**Exercise brief:** Give everything from the line containing "Annotation guideline. For every instance of the white" down to the line containing "[(862, 328)]" as a JSON list of strings, one per line, with blank lines and the pictures left out.

**Listing:**
========================

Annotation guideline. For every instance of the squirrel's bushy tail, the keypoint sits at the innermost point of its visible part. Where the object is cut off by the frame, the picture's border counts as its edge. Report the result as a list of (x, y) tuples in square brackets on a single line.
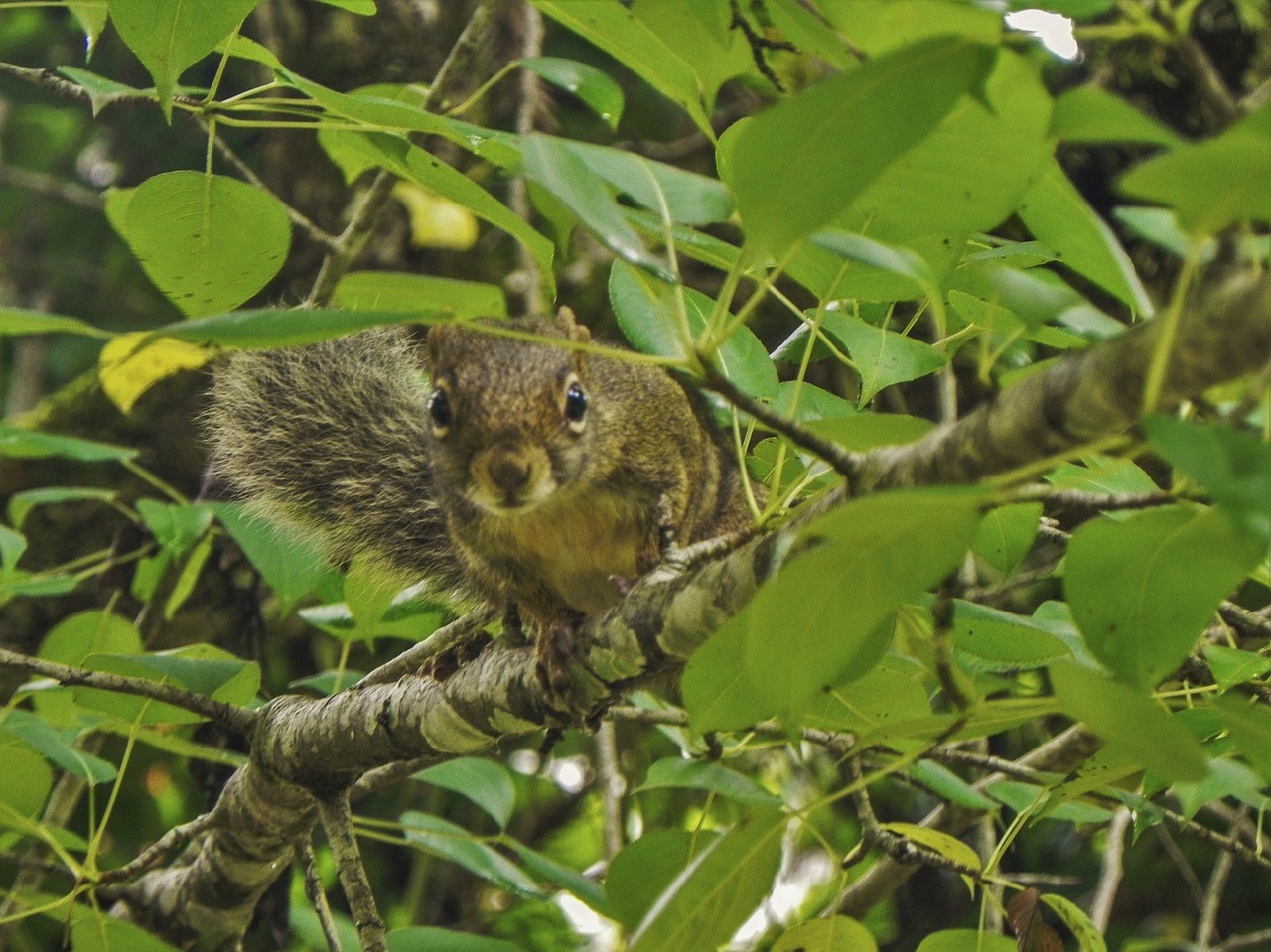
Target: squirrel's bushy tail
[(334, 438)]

========================

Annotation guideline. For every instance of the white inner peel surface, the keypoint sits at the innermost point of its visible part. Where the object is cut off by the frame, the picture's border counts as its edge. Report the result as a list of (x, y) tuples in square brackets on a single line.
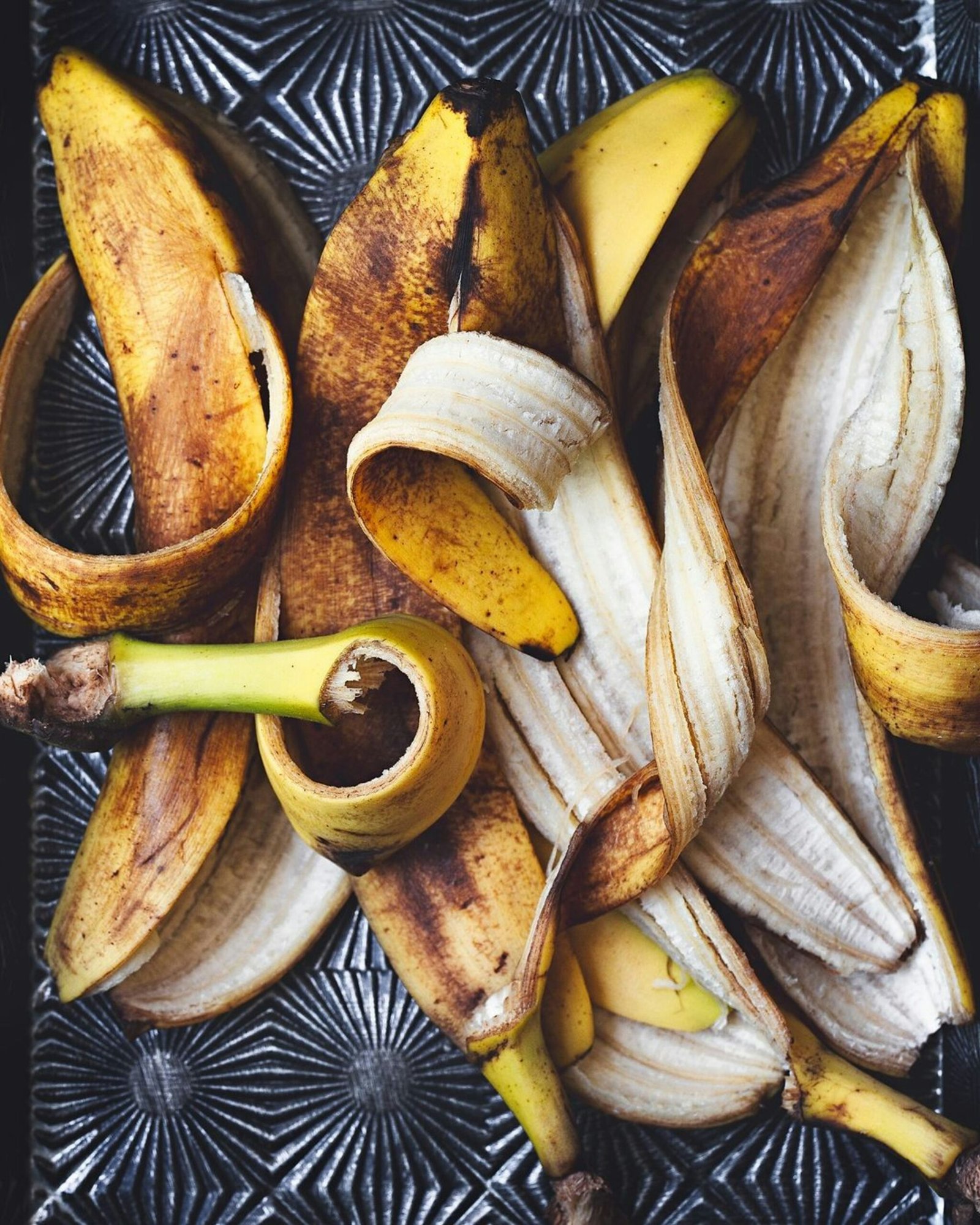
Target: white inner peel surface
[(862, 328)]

========================

**Task answer:**
[
  "Annotation guideline. For every instance of the white inner peel surface, the keypoint sits at the innermost point of its visible part. Where the object is cut off by the frame, the picture's border counts as its edge. Report the result as a list of (x, y) tuples in square brackets on a single line.",
  "Target: white inner peel surface",
  "[(862, 328)]"
]